→ SET PROBLEM:
Extend the travel account of a visit to Copenhagen for a comics convention, picking up directly after its final line, "Hair sacrificed to bogs."

→ SELECTED EXCERPT:
"""
Luckily for me, I went into a shop selling locally-made hand-crafts and the woman at the front desk, Nina, was a resident of the neighborhood and had lived there since the 70's. When I introduced myself to her, Nina asked me if I was Jewish (I've been asked that a handful of times this past week) and said she was too, making her the first Jew I've encountered in this country. Apparently her father lived in Denmark during WWII, was hidden from the Nazis in a farmer's attic and was one of the Jews smuggled to Sweden by Danish fisherman (a well-known story in Denmark). Nina's father met her mother in Sweden and Nina only returned to Denmark as an adult.
Anyway, it was a really interesting place and a great display of ad-hoc architectural experimentation, but once it got dark and my phone died I figured it was time to head back.
Mural.


"Here There Be Dragons"

Sculpture garden.

Women in vests on horseback with flags. Don't ask me why.

Happy dumpster.

Instructive guide.
 That evening the convention took the international guests out to dinner to a very fancy restaurant with multiple tiny courses spaced too far apart with too much wine in-between. I had great talks with a bunch of folks, including a very nice woman publishing Danish comics and several other guests. The evening ended with a visit to a smoky bar with some some comics luminaries, including french cartoonists Boulet and Sébastien Cosse, Scottish cartoonist Tom Gauld, and a few other cartoonists whose faces and work were new to me. It was really great to have a chance to hang out with some of my idols, who were all very funny, gracious and kind.
The next morning I went with Tom—who had also expressed an interest in seeing some Copenhagen stuff—to the National Museum, which was a short walk from the hotel. Denmark is famous for its viking history (apparently) so we saw an enormous number of axes and other weapons, an impressive number of bodies preserved through various accidents of nature (mostly bogs), and some really sweet rune-stones (aka: viking grave markers).
 
Bog body with excellent hair-do and earrings.

Hair sacrificed to bogs.
"""
→ RECORD LIST:
"""
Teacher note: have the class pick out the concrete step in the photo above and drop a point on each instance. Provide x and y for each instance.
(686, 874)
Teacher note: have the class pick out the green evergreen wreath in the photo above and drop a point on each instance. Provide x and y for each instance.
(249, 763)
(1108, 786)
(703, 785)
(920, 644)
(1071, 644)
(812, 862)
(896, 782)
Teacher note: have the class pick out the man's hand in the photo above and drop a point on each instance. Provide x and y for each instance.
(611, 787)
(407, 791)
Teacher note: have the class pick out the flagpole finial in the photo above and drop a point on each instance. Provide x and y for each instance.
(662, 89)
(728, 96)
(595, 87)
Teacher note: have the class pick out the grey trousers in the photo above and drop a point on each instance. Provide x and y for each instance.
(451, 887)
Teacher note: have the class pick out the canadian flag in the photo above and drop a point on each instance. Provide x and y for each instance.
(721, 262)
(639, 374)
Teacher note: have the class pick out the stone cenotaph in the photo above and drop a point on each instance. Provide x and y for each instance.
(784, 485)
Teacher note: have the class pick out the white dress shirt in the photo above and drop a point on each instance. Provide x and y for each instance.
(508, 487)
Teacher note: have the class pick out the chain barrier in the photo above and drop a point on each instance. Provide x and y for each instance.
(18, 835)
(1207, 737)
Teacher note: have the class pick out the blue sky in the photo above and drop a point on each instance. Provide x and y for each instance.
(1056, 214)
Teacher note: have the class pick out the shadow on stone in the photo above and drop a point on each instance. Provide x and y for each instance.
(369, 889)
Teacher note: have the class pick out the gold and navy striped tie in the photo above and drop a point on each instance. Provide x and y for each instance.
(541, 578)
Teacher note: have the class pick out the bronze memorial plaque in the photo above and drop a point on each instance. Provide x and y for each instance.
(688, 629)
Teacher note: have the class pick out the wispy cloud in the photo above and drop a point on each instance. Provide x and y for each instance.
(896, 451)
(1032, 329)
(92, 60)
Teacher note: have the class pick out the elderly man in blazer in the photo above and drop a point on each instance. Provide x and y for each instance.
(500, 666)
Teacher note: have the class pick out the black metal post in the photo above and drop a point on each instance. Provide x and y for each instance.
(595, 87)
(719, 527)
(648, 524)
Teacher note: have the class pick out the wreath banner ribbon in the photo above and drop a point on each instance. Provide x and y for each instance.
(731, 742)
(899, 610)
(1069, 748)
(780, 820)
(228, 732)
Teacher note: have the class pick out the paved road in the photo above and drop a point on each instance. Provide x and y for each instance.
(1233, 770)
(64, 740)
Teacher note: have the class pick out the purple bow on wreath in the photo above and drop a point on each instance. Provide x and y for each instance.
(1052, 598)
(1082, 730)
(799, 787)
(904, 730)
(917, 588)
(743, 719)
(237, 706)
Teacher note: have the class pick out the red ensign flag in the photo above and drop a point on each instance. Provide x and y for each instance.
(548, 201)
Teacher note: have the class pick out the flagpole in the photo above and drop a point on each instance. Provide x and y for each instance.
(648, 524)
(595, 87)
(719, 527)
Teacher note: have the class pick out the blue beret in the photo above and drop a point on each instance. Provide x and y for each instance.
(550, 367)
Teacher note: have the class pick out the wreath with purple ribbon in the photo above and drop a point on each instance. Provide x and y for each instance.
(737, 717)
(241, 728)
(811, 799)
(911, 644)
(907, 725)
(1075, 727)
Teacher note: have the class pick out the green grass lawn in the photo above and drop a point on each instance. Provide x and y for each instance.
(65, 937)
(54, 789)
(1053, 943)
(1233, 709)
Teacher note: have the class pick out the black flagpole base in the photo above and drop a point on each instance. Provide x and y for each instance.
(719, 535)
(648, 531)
"""
→ EXERCISE ANSWER:
More bog hair. Bogs love hair. Everyone knows that.

I'm obsessed with these viking necklaces.

Inuit fur panties.

Judgemental doll house exhibit sign.

Policeman sticks from when everyone was a wizard.

Skulls with trepanation holes.
After the museum we went to the Ny Carlsberg Glyptotek, which is a museum of mostly classical statuary but is also famous for its "winter garden", a glassed-in tropical sanctuary built in 1882 as a poor-weather refuge for damp and depressed Danish people. We had lunch at the cafe and sat on the benches for a bit around the central fountain before we had to head back to make Tom's signing at his publisher's booth.

Central pond in the "winter garden" at the Glyptotek.
Back at the show, I spent a few hours walking around and glad-handing Danish publishers and trading books and that was pretty much that. Erik and I drove back to the town where he lives, which is about an hour away from the school, and he put me on a train to Viborg. I arrived at around midnight.
This week I'm meeting with students just like last week except for Wednesday, when I'll be doing my bookbinding workshop. Tonight I'm taking it easy—doing laundry and relaxing after such a hectic weekend. Feels good.



DAY 11
Sorry for not writing the last few days but TBH, there hasn't been much to report. Sitting down with students to go over their stories pales in comparison to the many wonders of Copenhagen and hanging out with world-famous cartoonists.
Yesterday I led a bookbinding workshop for some of the students (it was up to them if they wanted to participate and about half the class did). We did case binding, a somewhat laborious and time-consuming method that produces a very professional-looking book... when done correctly.
It mostly went well and we had a good time, but when it came time to glue their books together there was a lot of trepidation and disappointment. Some of the books came out crooked, and even though I warned students repeatedly that their first books wouldn't be perfect they still had very high expectations of themselves. The day ended on a bit of a down-note, with me wondering how I could have done better and them feeling like their efforts were wasted.
How different today has been! It's unusually sunny, which has put everyone in a good mood, and after sitting under heavy books (a kind of ad-hoc book press) all night the students books look much better then when they initially glued them! They seem really pleased with what they've made and much more positive about the idea of bookmaking in the future. Some students were already brimming with ideas for future bookbinding projects, which I took as a very good sign.

Instagram photo: Simone's blueprints for her final project.
Instagram photo: Students hard at work in the bookbind workshop.
Instagram photo: Students showing the products of their labor. So proud.
Close up of Nilas's book from the bookbinding workshop with some of his charming concept art for his story.
This evening should be fairly busy. There's a dinner for teachers tonight that appears to be some sort of pot-luck thing. Then at 9pm I'm meeting up with some of my students at a bar in the area. It seems a bit odd to me, as an American, to go out drinking with students but apparently it's appropriate and even expected in Denmark—though of course not required. Anyway, I hope it'll be fun to chat in a more casual environment.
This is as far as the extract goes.